- [WHAT IS BEING ASKED]: Can you copy out, word for word, the stretch of the listing below from the line containing "Put a point on every instance of the fabric" through the end of the listing?
....
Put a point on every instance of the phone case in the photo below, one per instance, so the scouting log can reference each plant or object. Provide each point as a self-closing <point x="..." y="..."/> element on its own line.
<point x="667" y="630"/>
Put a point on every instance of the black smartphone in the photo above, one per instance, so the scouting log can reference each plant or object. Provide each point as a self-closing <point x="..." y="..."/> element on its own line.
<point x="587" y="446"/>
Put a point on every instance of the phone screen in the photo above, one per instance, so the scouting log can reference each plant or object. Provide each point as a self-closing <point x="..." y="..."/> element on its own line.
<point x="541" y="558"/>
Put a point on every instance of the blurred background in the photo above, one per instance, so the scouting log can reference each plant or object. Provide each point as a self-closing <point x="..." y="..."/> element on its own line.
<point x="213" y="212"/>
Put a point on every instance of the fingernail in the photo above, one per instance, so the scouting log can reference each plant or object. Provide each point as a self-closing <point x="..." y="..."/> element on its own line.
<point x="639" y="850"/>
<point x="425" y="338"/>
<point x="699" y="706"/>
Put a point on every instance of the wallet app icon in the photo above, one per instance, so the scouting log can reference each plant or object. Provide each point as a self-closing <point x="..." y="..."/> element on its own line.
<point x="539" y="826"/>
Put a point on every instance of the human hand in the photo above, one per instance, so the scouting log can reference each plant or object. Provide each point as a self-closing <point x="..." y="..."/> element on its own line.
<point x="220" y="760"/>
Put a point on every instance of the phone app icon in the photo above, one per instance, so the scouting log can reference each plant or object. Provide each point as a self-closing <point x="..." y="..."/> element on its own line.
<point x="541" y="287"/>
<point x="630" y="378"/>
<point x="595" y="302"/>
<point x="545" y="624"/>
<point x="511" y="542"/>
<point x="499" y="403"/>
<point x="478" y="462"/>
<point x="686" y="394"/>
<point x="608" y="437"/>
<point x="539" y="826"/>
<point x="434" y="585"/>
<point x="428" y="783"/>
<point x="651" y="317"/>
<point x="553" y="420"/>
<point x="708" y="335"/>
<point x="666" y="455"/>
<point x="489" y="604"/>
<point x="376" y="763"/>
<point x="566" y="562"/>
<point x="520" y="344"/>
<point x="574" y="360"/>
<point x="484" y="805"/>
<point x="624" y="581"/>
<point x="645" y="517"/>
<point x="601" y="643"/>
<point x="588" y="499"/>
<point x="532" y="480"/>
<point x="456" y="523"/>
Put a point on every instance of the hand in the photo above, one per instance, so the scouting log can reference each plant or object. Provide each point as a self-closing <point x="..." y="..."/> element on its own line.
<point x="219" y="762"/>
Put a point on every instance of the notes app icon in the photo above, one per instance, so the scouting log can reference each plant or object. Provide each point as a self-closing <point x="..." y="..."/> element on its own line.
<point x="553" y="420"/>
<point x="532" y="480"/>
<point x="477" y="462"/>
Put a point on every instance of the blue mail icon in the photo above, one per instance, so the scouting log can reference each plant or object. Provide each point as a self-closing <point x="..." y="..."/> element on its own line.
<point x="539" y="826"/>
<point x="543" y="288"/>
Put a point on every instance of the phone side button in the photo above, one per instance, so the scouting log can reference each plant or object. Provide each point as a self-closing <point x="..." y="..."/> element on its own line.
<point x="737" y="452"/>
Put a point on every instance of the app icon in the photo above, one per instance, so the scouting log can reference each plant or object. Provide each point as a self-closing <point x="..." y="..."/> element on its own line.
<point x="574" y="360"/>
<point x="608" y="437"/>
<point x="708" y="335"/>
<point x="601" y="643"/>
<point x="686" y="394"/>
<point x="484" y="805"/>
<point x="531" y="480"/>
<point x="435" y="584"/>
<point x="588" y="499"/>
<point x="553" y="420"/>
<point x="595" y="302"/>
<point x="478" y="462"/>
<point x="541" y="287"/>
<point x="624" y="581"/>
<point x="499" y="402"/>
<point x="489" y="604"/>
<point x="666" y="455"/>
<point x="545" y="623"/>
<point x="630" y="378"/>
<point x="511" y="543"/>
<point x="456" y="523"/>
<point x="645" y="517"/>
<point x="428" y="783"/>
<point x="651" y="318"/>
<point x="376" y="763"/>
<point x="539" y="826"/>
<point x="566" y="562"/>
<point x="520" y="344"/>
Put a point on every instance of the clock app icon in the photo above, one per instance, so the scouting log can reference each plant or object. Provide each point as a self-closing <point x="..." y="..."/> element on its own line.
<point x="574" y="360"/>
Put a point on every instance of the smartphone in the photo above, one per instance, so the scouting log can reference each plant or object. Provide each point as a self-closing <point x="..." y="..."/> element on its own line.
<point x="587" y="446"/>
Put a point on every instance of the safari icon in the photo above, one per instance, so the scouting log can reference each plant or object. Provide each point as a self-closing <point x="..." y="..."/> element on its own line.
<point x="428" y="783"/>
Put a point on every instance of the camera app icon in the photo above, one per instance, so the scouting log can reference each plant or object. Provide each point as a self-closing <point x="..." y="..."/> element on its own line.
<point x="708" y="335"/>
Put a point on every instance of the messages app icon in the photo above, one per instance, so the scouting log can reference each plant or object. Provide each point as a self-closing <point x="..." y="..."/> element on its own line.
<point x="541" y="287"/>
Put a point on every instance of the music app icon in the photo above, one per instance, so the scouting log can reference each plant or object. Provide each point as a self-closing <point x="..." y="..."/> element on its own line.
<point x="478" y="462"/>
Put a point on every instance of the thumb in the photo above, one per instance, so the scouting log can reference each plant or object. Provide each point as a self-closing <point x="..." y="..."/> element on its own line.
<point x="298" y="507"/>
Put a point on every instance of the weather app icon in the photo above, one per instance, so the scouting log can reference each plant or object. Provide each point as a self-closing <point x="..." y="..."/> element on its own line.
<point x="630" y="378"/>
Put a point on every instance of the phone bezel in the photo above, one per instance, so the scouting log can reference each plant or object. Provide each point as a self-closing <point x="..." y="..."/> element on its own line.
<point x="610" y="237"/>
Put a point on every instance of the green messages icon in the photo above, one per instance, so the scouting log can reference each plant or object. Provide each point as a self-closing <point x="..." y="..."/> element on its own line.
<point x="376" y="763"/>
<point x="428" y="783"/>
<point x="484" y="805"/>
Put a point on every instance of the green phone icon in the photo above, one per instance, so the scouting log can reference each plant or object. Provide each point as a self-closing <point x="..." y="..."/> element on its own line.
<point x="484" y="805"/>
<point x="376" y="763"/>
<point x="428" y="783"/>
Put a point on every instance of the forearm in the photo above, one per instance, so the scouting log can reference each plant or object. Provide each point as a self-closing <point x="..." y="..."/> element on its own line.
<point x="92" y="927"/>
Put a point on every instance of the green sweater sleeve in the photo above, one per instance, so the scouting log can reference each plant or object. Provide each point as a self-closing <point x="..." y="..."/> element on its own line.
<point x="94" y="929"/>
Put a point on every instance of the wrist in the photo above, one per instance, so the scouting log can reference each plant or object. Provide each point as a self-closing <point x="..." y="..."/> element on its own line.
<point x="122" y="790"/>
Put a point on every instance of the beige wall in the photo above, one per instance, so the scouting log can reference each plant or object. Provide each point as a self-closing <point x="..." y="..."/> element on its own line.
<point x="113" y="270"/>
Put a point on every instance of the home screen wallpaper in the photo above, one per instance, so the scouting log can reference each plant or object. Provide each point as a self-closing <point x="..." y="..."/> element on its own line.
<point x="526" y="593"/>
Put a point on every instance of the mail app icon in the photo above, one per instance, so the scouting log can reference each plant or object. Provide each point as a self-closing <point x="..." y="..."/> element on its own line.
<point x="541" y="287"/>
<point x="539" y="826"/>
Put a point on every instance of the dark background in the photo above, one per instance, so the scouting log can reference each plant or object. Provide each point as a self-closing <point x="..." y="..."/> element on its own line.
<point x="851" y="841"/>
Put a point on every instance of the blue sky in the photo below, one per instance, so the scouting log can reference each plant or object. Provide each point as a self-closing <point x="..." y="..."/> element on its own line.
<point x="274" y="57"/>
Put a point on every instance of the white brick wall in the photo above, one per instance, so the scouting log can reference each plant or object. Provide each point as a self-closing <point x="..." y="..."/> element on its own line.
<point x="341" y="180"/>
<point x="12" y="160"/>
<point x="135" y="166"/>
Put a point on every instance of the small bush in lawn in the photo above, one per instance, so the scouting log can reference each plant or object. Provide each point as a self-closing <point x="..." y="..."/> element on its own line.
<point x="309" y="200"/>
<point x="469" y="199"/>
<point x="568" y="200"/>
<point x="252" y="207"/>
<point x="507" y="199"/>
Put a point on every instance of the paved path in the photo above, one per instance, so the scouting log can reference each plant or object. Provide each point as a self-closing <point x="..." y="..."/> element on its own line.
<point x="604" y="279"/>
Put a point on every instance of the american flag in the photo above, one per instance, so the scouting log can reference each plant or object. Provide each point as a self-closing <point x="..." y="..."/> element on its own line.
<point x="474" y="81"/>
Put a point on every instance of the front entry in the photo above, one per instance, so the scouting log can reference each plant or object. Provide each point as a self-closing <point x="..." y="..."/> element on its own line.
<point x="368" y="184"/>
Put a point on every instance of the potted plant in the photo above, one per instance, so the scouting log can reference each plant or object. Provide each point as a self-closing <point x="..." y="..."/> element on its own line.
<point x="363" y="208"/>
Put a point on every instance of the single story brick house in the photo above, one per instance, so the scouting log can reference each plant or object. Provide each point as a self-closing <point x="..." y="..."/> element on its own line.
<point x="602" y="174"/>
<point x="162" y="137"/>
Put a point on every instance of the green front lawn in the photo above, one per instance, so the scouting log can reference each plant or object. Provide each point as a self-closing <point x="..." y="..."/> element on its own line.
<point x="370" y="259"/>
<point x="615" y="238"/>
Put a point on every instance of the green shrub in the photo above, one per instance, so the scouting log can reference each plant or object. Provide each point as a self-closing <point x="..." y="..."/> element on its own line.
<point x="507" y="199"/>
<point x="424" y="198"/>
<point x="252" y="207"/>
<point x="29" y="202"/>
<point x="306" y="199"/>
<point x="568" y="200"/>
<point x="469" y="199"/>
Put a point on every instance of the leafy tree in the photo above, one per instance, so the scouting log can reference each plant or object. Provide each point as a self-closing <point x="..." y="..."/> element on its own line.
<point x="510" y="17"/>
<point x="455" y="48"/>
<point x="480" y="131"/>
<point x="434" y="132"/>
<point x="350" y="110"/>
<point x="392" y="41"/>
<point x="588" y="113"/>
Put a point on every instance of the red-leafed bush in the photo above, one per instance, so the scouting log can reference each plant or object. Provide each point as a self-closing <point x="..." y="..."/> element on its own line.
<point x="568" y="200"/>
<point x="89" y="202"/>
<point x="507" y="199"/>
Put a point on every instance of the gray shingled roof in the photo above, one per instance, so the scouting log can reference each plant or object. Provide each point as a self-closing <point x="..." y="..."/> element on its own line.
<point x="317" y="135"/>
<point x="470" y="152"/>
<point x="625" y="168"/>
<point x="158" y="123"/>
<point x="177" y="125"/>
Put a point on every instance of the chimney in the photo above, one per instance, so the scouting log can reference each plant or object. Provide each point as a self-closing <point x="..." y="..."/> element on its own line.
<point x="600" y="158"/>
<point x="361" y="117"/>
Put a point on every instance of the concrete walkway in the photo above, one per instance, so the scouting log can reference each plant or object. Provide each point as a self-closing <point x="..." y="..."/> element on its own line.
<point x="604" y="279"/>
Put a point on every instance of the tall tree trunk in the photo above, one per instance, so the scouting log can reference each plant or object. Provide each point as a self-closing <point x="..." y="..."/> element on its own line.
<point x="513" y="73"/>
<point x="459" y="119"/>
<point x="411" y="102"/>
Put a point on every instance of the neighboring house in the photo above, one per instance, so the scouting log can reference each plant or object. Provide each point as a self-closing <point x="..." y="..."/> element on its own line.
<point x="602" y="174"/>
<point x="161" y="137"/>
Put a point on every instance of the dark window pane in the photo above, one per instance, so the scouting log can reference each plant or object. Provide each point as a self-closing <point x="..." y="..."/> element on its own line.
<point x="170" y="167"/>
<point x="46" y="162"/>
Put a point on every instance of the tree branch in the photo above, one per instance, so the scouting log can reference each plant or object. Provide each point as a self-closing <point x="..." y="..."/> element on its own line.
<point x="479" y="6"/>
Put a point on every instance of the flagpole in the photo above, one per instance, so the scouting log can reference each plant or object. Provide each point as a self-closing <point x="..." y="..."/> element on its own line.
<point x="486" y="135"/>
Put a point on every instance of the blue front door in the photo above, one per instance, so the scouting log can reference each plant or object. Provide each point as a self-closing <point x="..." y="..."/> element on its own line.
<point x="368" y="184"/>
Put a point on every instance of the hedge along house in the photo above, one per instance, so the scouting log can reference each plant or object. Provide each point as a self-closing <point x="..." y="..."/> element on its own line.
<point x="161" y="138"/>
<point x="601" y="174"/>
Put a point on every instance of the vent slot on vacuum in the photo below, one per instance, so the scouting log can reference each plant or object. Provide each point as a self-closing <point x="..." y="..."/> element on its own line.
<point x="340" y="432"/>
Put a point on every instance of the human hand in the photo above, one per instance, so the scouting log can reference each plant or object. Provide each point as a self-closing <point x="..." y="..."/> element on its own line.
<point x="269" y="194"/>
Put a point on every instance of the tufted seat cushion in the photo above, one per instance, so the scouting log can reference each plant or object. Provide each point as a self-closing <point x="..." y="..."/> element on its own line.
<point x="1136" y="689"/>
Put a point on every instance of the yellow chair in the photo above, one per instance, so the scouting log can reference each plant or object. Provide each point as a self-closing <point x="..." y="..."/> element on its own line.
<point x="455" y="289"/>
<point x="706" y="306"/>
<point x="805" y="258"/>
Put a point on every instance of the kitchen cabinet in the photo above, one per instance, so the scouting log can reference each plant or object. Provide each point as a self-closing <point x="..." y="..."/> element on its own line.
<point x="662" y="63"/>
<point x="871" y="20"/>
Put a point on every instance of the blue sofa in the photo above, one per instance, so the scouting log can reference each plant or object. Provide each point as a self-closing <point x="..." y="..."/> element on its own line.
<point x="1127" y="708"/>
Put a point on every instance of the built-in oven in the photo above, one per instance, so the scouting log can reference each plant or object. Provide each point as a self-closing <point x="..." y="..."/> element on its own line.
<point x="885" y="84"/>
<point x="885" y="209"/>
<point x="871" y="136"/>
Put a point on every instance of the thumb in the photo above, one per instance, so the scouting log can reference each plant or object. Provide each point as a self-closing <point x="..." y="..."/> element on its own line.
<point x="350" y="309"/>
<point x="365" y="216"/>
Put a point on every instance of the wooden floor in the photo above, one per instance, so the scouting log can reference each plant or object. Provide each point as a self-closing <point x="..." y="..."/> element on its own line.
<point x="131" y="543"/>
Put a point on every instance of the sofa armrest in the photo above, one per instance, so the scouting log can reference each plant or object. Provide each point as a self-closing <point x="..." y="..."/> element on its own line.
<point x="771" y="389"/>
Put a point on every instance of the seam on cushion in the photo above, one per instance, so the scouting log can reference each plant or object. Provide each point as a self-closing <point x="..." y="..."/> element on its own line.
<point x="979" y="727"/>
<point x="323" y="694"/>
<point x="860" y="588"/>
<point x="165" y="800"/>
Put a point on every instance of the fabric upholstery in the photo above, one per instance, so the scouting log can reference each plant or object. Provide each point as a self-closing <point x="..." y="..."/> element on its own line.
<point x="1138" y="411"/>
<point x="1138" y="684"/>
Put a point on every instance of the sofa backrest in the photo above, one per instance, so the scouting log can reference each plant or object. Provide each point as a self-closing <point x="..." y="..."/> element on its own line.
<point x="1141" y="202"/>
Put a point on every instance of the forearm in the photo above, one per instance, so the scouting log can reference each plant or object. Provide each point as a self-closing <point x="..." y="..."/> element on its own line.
....
- [FINAL RESULT]:
Put a point on every instance of the fabric upholstery in the photo above, one per instance, so the scouting log can reference each plant or object. Provide each point as a self-closing <point x="..." y="..."/> element on its own line.
<point x="1138" y="411"/>
<point x="1138" y="684"/>
Put a point on every instance of the sofa backrest in the photo above, one per instance, so the scouting log can reference each plant or object. Provide each point as a self-closing <point x="..." y="..."/> element on its own line.
<point x="1141" y="202"/>
Put a point on every instance of the forearm in the photo above, one per instance, so the scouting log can reference each plant or object. Provide each point as a self-closing <point x="..." y="..."/> element on its own line.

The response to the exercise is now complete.